▶ [Your objective]:
Rewrite as a numbered list the part of the lines that opens with the line containing "wispy cloud in this photo." and closes with the line containing "(1189, 823)", both ends included. Leave out blank lines and the pictures.

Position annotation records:
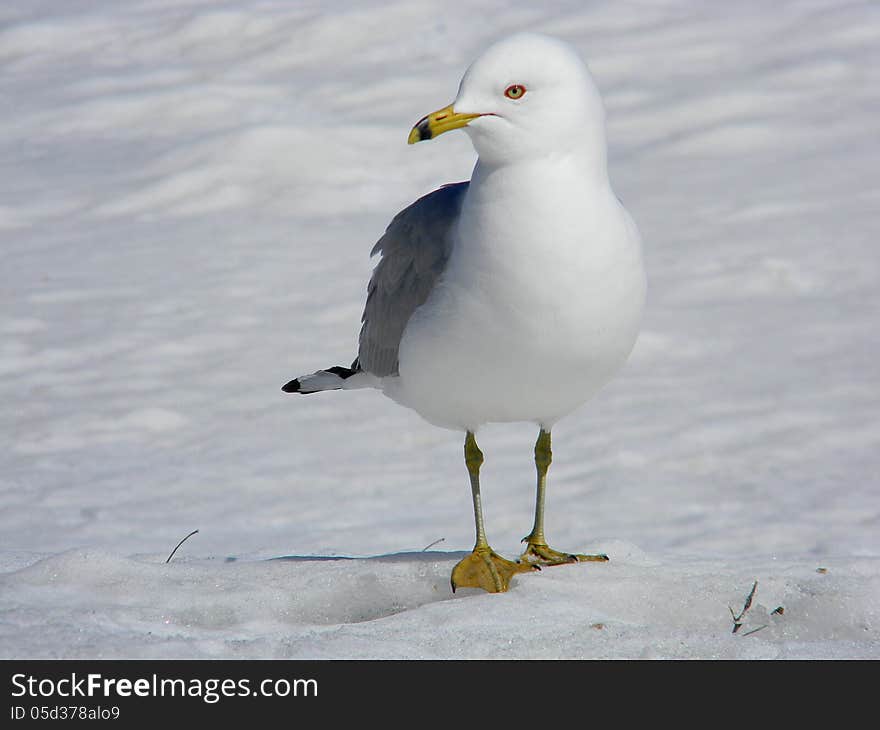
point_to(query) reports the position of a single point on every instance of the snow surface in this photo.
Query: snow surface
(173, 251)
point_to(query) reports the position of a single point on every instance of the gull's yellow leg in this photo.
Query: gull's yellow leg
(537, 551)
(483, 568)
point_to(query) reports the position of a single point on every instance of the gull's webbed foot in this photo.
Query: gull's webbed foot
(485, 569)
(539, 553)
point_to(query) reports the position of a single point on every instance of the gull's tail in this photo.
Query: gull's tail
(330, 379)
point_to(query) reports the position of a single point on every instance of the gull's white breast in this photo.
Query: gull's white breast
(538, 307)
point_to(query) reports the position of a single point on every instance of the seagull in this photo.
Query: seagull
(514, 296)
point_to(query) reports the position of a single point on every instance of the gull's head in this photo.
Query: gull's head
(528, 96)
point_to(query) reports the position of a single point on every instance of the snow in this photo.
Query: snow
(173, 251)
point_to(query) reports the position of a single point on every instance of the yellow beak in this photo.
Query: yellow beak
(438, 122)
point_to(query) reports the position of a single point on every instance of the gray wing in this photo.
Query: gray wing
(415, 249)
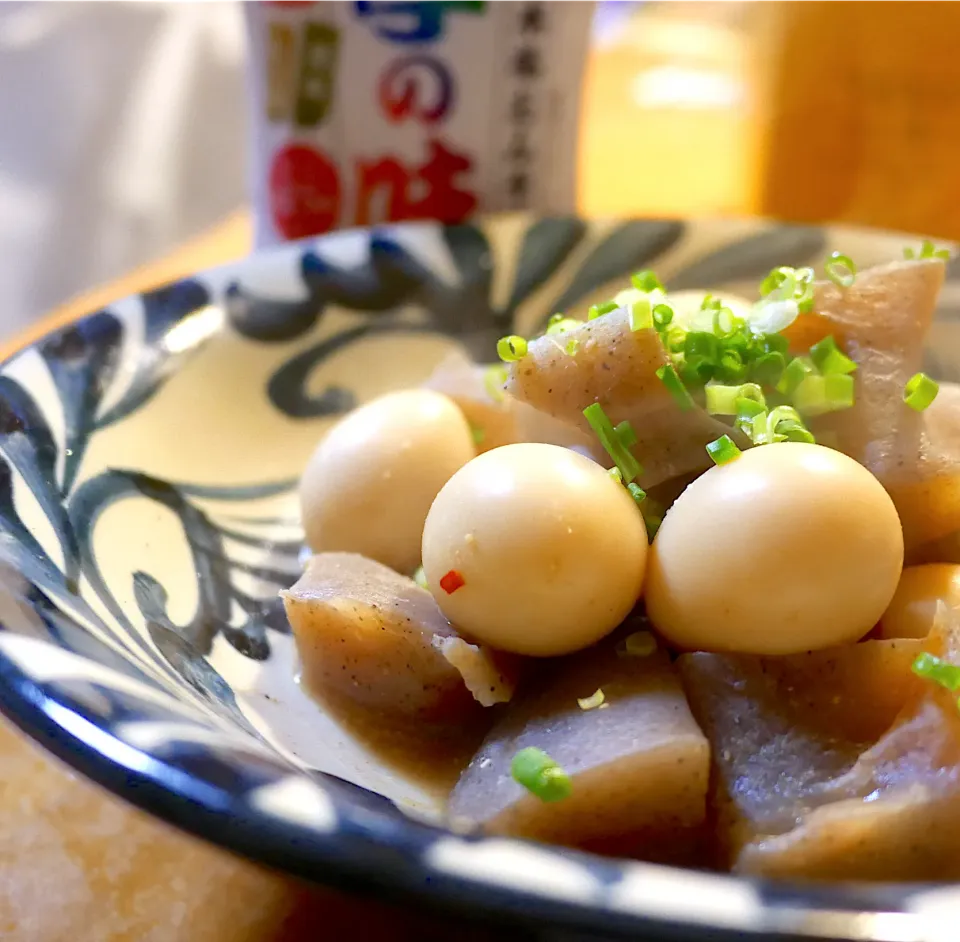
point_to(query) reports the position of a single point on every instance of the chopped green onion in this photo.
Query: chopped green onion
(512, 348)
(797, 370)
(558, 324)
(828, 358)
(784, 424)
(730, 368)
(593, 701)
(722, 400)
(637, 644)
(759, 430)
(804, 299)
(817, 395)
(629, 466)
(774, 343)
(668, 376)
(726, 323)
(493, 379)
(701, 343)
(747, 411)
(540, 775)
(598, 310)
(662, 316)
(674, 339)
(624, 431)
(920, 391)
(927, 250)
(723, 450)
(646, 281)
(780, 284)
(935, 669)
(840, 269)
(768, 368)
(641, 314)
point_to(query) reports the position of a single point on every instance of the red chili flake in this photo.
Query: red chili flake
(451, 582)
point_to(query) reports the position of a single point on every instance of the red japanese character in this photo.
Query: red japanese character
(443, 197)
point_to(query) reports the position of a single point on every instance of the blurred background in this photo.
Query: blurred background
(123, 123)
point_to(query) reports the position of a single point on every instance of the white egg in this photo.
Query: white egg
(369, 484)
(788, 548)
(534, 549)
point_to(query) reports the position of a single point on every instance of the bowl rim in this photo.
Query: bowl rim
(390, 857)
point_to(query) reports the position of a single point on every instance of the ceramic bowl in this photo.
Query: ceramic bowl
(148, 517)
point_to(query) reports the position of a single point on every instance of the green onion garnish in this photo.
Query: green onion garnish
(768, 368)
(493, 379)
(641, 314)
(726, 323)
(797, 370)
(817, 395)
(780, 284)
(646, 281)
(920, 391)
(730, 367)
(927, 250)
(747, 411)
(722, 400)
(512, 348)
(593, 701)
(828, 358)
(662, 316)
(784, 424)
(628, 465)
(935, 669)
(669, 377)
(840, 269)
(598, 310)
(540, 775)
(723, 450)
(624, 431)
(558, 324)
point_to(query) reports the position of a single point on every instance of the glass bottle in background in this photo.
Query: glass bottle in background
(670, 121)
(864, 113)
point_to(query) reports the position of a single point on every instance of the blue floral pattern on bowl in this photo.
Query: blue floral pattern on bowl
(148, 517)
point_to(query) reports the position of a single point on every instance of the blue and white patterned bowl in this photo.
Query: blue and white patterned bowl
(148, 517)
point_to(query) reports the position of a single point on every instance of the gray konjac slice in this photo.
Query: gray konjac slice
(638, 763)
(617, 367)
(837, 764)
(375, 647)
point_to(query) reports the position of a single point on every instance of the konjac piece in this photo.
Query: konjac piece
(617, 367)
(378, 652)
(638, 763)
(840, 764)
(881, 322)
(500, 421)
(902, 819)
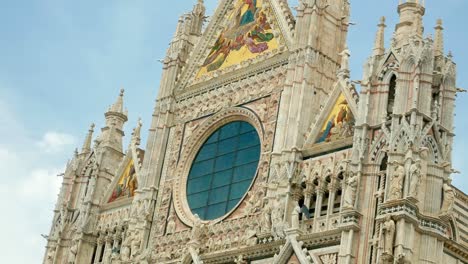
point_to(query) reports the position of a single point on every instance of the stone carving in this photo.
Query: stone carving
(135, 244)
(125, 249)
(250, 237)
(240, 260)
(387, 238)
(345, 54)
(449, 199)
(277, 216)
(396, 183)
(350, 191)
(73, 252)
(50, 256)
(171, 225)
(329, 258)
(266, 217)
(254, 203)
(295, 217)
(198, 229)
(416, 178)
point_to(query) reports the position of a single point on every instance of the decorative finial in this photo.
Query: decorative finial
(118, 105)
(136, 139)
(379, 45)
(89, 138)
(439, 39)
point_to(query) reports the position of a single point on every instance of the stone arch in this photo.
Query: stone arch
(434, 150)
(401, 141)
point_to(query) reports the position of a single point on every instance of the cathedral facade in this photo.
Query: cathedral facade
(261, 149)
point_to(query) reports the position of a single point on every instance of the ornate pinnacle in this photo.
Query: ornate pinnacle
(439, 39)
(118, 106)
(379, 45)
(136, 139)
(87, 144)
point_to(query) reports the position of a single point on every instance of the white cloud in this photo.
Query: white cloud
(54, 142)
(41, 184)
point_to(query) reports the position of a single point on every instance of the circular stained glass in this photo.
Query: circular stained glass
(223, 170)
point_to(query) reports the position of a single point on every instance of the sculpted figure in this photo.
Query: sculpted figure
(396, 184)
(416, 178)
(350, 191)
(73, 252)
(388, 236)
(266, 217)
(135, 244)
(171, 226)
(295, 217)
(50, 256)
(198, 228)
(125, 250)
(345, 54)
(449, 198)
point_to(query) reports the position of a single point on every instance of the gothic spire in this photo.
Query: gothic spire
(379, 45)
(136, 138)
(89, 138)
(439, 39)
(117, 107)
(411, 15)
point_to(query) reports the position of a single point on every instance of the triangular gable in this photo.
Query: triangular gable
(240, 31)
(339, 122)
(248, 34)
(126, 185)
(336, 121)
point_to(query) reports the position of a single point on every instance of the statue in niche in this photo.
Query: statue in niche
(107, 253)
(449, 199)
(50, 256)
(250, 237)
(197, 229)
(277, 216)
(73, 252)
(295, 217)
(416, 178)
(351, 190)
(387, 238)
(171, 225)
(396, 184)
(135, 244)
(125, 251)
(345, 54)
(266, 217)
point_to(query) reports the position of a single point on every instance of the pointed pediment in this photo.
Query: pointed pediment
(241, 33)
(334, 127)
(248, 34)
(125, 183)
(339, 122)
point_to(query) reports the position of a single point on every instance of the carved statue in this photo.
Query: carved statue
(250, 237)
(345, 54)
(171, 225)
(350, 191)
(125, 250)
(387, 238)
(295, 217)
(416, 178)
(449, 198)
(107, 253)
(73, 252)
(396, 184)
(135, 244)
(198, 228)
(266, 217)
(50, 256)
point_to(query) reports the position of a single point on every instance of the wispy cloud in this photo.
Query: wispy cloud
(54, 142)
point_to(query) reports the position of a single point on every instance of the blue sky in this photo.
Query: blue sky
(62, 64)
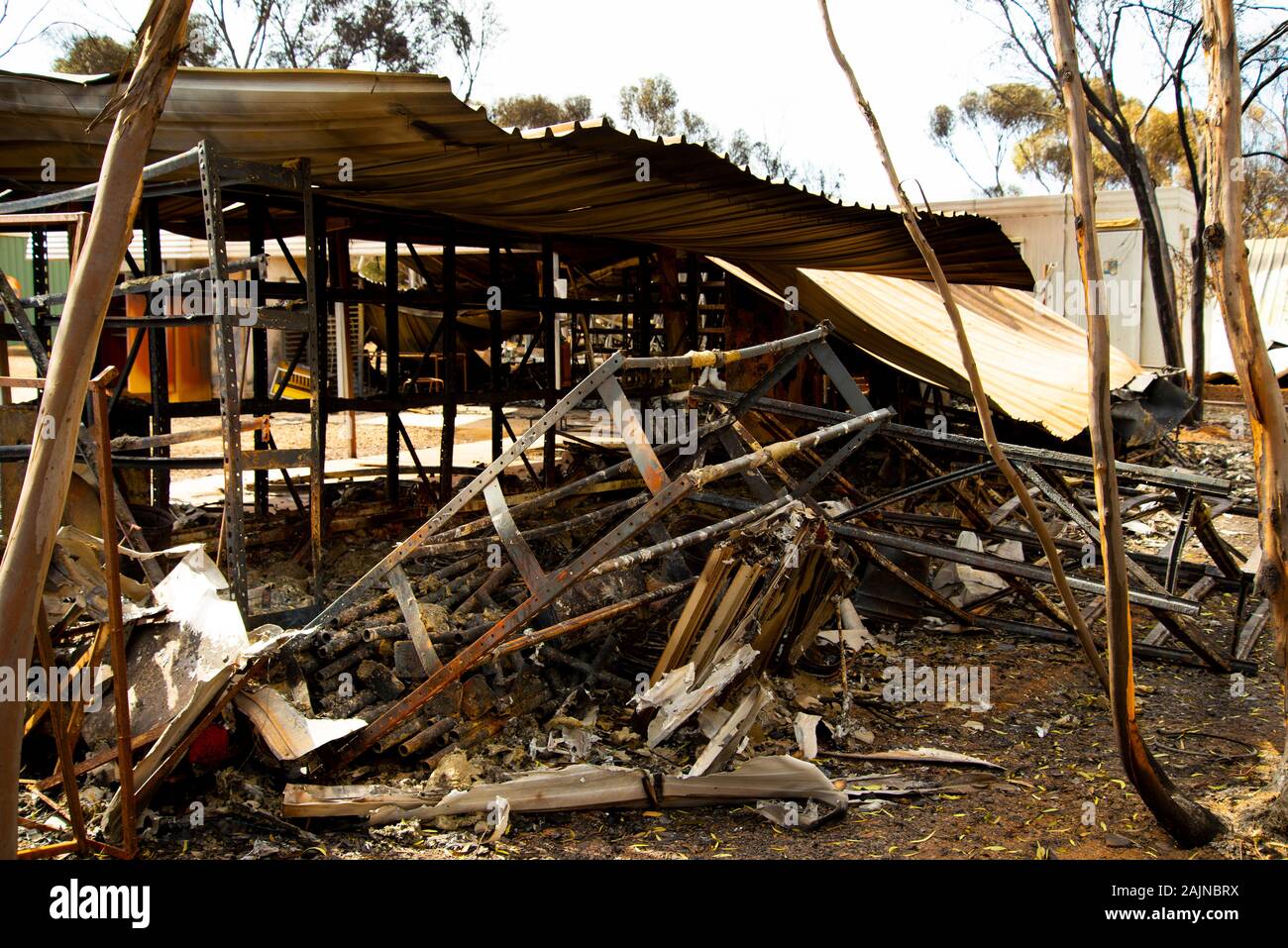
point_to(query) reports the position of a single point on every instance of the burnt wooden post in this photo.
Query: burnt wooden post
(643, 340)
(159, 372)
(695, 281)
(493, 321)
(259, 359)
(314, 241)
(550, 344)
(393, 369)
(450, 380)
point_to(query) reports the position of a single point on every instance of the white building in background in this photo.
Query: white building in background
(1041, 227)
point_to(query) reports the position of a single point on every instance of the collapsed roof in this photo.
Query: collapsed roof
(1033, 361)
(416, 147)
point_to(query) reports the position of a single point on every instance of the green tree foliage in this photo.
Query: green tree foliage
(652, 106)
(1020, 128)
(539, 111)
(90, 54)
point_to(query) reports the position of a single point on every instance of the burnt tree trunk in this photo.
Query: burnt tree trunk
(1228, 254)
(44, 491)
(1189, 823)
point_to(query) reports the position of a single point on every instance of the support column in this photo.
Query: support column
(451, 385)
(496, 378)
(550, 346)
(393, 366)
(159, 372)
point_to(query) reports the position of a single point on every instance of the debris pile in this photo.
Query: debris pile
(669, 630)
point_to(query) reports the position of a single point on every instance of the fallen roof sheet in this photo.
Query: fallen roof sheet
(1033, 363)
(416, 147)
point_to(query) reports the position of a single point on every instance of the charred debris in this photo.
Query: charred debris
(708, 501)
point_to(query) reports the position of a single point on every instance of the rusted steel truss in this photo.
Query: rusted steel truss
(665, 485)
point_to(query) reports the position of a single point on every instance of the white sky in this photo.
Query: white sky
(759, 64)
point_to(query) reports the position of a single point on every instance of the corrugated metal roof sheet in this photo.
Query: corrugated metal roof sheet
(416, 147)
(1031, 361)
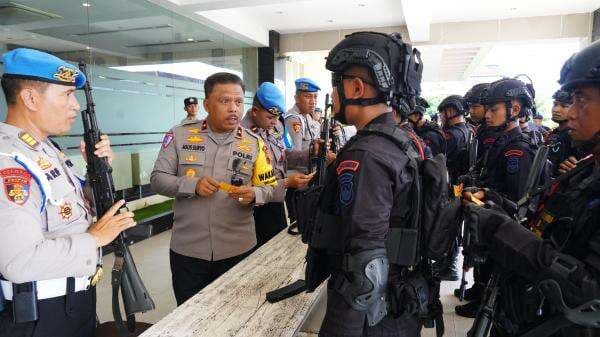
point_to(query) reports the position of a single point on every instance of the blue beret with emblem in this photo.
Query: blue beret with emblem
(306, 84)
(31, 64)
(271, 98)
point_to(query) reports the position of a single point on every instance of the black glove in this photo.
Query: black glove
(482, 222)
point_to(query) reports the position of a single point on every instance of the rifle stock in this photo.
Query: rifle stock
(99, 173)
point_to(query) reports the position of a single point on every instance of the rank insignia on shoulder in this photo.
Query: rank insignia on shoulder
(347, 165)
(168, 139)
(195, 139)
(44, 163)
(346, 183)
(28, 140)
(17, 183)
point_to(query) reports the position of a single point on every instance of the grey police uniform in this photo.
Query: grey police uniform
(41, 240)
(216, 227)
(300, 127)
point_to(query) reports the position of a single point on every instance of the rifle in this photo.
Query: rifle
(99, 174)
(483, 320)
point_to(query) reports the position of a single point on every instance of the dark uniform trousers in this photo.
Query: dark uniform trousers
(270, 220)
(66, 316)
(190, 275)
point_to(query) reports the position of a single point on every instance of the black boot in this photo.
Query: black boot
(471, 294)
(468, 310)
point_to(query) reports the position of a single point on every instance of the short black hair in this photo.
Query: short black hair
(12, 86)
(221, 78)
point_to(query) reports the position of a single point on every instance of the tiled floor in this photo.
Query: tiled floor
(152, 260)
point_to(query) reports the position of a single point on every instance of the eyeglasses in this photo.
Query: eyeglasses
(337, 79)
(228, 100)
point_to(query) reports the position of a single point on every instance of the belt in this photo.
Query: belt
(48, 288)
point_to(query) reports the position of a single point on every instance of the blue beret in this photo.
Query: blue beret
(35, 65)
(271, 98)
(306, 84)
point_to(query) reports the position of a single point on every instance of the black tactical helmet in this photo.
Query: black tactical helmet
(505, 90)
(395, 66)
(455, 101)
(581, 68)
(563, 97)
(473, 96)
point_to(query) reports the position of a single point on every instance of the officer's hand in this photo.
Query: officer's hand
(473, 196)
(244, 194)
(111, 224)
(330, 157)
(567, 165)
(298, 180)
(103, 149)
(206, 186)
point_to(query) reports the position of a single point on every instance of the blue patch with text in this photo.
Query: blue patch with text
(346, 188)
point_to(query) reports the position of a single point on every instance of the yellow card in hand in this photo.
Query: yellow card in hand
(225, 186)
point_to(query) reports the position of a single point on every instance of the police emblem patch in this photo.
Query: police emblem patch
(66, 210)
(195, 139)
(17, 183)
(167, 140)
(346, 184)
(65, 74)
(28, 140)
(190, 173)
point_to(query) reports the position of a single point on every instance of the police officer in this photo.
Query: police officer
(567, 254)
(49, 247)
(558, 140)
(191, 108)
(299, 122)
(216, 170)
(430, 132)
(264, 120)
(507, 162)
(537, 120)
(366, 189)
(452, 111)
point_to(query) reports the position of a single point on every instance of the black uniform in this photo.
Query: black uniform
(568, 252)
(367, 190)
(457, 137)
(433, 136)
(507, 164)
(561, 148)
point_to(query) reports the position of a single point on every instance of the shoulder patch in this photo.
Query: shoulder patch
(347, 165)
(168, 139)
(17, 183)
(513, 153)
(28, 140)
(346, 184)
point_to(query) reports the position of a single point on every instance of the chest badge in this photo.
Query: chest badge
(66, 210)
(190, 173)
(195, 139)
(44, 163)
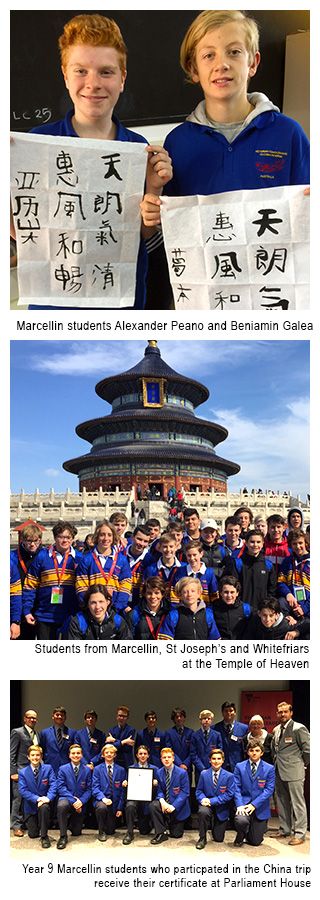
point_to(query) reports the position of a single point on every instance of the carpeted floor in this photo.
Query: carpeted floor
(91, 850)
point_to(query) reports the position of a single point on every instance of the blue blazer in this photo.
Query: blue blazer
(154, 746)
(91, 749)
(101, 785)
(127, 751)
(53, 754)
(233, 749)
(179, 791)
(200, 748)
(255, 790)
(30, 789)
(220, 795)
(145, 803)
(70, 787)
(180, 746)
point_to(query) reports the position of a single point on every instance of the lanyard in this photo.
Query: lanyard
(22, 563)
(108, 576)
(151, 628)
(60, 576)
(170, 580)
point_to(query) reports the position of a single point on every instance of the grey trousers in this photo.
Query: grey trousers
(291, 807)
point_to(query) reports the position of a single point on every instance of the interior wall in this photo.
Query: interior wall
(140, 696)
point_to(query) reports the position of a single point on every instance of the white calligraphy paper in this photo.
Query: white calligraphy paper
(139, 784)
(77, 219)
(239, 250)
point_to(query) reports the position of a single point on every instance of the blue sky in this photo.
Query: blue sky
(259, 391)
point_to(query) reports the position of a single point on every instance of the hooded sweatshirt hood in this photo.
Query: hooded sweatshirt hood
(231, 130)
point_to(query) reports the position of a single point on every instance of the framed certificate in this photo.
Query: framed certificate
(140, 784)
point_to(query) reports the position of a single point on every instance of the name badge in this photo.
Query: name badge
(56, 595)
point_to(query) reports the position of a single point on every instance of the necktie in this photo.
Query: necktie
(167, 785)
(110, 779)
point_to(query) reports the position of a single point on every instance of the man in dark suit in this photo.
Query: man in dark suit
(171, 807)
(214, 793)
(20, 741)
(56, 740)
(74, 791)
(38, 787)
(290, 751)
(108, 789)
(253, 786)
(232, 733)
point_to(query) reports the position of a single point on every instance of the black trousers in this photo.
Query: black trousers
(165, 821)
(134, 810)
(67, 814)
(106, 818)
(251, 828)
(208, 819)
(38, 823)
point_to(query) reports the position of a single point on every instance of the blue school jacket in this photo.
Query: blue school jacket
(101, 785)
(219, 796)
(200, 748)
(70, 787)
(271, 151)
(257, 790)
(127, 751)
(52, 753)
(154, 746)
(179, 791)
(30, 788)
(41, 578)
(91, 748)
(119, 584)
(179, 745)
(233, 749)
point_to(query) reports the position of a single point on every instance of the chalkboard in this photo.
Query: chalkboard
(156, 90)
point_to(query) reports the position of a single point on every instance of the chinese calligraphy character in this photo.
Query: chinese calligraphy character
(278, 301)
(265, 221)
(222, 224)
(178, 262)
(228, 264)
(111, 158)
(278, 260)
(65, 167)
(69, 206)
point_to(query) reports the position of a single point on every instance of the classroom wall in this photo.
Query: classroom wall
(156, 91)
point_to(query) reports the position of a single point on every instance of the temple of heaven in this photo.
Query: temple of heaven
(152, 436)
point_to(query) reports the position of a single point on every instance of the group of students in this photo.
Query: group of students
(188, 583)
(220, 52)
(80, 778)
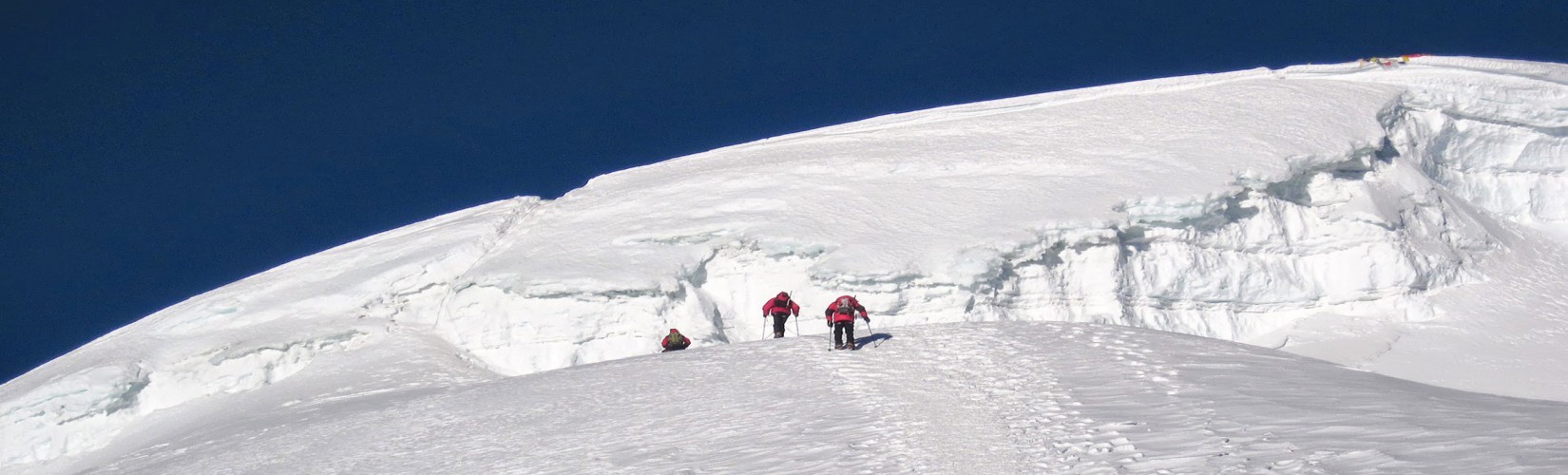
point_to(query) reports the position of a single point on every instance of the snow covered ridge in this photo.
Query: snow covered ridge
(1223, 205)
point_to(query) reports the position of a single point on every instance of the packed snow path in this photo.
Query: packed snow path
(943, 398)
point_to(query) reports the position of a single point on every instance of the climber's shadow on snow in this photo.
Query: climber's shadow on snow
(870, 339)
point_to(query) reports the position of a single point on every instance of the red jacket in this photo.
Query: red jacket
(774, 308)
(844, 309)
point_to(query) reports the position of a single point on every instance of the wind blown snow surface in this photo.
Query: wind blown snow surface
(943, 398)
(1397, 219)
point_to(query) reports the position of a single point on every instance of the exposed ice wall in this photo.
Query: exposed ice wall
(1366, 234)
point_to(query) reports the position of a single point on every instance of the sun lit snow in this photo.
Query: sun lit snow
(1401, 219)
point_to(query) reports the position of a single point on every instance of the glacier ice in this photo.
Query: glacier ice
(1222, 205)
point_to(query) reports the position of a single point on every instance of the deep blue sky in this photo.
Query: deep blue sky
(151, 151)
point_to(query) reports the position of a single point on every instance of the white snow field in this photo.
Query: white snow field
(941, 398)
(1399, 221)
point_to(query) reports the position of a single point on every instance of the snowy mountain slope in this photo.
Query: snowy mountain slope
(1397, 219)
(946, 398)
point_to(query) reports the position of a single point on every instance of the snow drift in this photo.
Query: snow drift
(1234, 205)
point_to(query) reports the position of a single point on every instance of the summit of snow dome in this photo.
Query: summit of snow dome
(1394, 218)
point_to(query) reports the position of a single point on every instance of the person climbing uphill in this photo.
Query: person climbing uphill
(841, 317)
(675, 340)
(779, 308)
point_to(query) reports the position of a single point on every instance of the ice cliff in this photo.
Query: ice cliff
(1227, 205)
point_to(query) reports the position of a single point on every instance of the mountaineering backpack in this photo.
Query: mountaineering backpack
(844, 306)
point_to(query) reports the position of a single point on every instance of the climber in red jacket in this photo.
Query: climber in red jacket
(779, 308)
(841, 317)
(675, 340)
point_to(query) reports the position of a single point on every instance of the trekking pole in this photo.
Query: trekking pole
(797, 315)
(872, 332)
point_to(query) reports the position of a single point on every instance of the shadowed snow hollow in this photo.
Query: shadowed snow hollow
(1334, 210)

▶ [Response to this task]:
1. point_to(query) reports the position of a single point on every instance of the wispy cloud in this photo.
2. Query: wispy cloud
3. (54, 142)
4. point_to(query) reports the position of a single point on every instance of the blue sky in this photo.
5. Query: blue sky
6. (62, 64)
7. point_to(query) reports the position of a single point on every instance of the burnt wooden post in this photo.
8. Query: burnt wooden post
9. (643, 340)
10. (159, 372)
11. (695, 281)
12. (493, 321)
13. (259, 359)
14. (314, 241)
15. (550, 344)
16. (393, 369)
17. (450, 380)
18. point_to(query) reports the position of a single point on every instance of the white building in background in this photo.
19. Query: white building in background
20. (1041, 227)
21. point_to(query) reports the position of a single point on every instance of the collapsed roof in this photo.
22. Query: collapsed roof
23. (1033, 361)
24. (416, 147)
25. point_to(query) reports the position of a single point on every instance of the green tree foliage in this photo.
26. Query: green tree foliage
27. (652, 106)
28. (1020, 128)
29. (539, 111)
30. (90, 54)
31. point_to(query) reports the position of a single point on every instance of the burnt tree trunk in this photo.
32. Query: burnt tree trunk
33. (1228, 254)
34. (44, 491)
35. (1189, 823)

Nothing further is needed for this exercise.